● Written problem
Copy out the data below from the line containing "form [536, 305]." through the line containing "[1163, 198]", requests included, scaling every point coordinate in the answers by 0.5 and rounding to whole numbers with halves going up. Leave the numbers in the requests and their sample forms unchanged.

[Named object pointing entries]
***

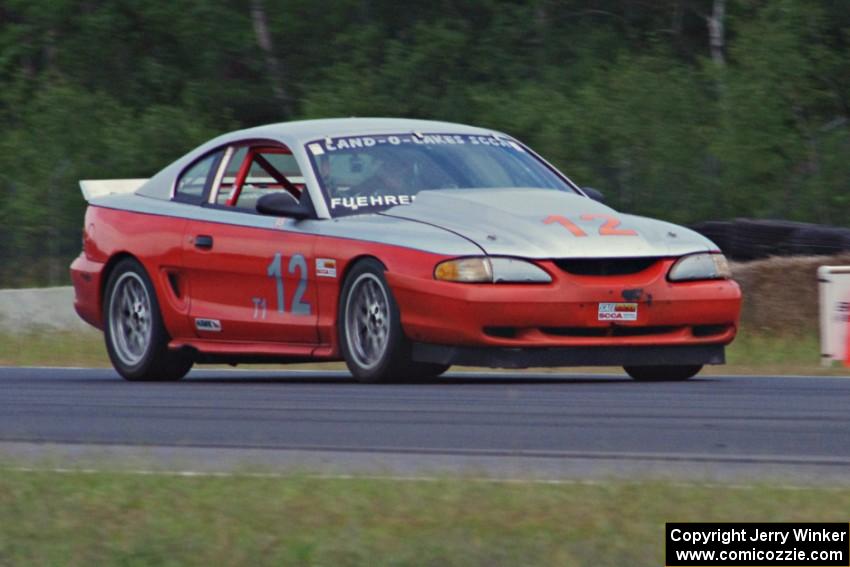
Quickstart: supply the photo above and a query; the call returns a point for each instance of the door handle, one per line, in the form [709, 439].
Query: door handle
[203, 241]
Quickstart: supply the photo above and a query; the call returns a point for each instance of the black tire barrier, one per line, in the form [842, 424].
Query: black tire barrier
[747, 239]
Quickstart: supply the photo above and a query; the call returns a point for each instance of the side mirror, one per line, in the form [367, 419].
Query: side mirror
[594, 194]
[282, 204]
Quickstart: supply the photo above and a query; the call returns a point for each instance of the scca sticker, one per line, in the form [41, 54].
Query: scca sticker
[617, 312]
[208, 325]
[325, 268]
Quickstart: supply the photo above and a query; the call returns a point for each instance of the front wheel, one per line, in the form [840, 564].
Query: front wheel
[662, 373]
[135, 335]
[370, 334]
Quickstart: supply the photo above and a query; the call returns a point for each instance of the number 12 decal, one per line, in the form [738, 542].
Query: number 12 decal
[608, 228]
[275, 271]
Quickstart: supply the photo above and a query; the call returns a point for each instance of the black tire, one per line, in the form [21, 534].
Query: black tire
[135, 335]
[391, 361]
[662, 373]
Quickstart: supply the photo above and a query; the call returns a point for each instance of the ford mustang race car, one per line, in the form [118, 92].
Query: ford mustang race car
[400, 246]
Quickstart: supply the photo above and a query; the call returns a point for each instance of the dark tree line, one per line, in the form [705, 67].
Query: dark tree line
[687, 110]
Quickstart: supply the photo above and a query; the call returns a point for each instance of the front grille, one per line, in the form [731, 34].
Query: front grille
[709, 330]
[605, 266]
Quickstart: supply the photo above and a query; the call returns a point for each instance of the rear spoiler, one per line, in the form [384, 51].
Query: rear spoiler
[92, 188]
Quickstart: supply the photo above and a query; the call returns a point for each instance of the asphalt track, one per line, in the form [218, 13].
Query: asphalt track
[515, 425]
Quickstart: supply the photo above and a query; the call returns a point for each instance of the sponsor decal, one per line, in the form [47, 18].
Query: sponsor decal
[358, 142]
[325, 268]
[208, 325]
[617, 312]
[842, 311]
[355, 203]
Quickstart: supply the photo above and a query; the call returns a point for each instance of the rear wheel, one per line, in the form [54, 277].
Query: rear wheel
[370, 334]
[136, 339]
[662, 373]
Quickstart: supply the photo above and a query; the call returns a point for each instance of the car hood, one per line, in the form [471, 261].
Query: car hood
[513, 222]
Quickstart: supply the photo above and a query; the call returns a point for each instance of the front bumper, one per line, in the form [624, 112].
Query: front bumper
[565, 312]
[496, 357]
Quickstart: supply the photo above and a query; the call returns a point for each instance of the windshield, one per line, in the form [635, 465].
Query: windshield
[365, 174]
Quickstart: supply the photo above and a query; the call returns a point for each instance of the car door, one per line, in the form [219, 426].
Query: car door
[249, 275]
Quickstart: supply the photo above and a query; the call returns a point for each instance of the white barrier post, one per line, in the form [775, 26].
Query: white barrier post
[834, 294]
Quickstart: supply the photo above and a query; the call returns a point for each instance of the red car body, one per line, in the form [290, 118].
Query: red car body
[267, 289]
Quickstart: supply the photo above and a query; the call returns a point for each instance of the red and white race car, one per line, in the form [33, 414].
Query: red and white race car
[400, 246]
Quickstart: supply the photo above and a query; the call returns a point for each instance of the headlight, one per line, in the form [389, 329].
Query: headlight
[490, 270]
[700, 267]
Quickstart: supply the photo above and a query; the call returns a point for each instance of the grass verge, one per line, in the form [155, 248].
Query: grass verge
[119, 519]
[751, 353]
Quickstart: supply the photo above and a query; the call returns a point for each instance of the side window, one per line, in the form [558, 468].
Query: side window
[266, 169]
[194, 181]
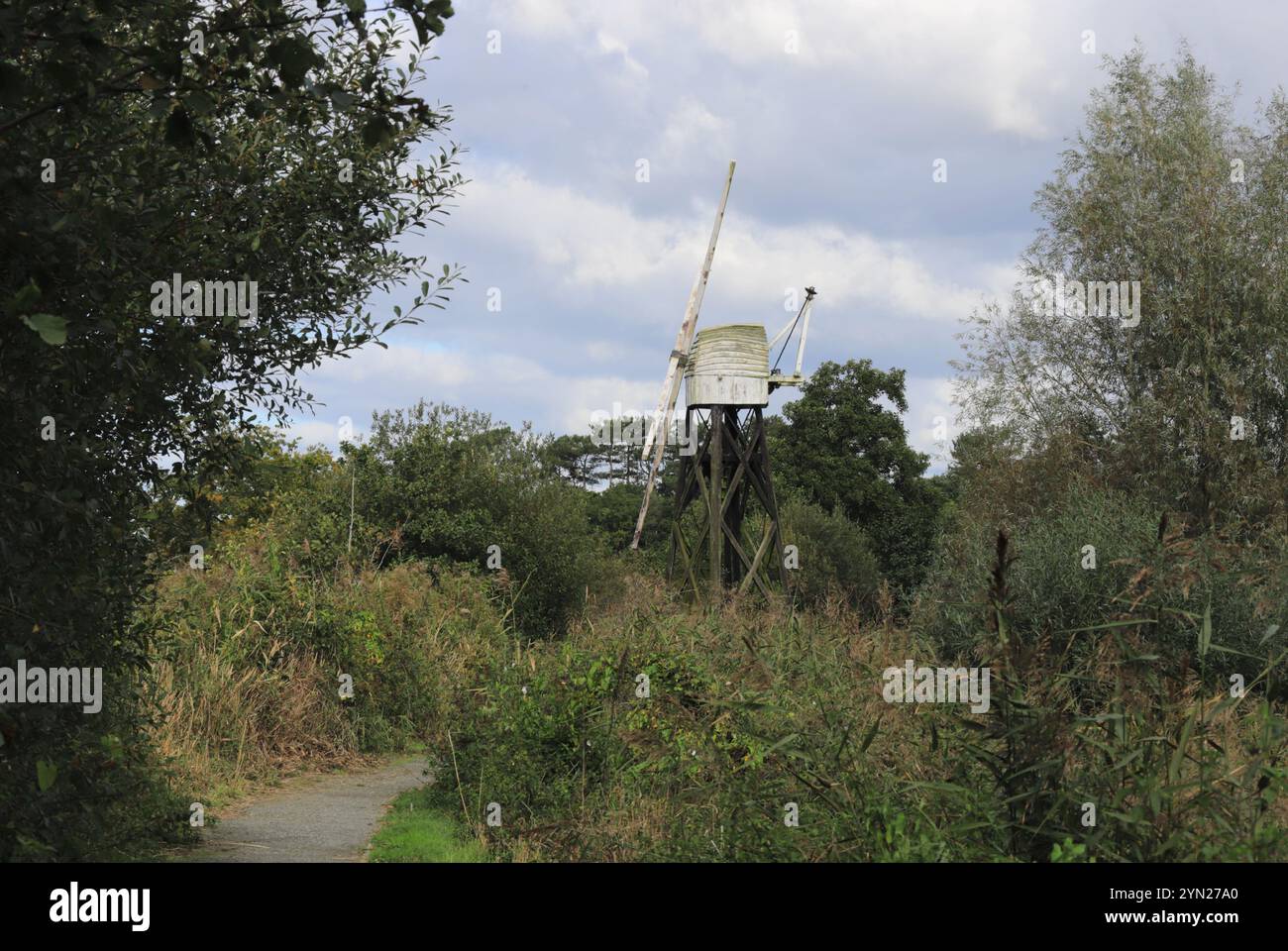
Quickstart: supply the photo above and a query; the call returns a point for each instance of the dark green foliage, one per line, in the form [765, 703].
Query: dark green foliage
[842, 449]
[836, 558]
[132, 153]
[442, 482]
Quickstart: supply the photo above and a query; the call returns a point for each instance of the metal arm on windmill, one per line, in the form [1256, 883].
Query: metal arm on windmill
[656, 438]
[797, 379]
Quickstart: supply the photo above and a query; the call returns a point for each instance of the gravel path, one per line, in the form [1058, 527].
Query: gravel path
[314, 818]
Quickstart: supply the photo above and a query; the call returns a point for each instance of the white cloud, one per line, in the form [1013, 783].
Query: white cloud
[992, 58]
[931, 420]
[584, 243]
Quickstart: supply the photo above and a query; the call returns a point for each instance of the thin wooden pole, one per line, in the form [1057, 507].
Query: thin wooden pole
[671, 384]
[716, 506]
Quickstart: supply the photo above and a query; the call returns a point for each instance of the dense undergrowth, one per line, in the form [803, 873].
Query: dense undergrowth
[655, 729]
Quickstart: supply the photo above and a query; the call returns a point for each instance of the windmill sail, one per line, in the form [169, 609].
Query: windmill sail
[656, 437]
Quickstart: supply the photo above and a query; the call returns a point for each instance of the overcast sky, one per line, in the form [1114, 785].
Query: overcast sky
[836, 112]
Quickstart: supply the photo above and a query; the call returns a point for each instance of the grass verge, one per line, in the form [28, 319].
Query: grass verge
[413, 830]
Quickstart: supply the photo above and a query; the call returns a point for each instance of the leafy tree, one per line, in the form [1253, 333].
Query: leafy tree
[445, 482]
[844, 449]
[273, 145]
[1160, 187]
[576, 458]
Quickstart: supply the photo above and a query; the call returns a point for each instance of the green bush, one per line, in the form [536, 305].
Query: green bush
[441, 482]
[1146, 570]
[836, 558]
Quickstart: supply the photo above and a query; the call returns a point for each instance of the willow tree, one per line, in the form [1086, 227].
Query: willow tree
[269, 146]
[1163, 198]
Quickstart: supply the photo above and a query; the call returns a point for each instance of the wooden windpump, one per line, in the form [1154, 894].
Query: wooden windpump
[728, 476]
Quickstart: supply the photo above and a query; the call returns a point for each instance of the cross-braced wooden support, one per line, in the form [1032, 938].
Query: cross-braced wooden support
[728, 470]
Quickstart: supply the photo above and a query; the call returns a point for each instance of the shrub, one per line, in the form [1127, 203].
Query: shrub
[836, 560]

***

● Exercise answer
Quickstart: supply the photo above and a query; the call returns a point for each instance of the green bush, one per line, in the form [536, 305].
Query: green bush
[221, 241]
[573, 285]
[418, 279]
Quickstart: supply the photo above and a query; the call returns a point for each instance of the willow tree, one per line, in the form [1086, 227].
Query: willow tree
[135, 73]
[582, 99]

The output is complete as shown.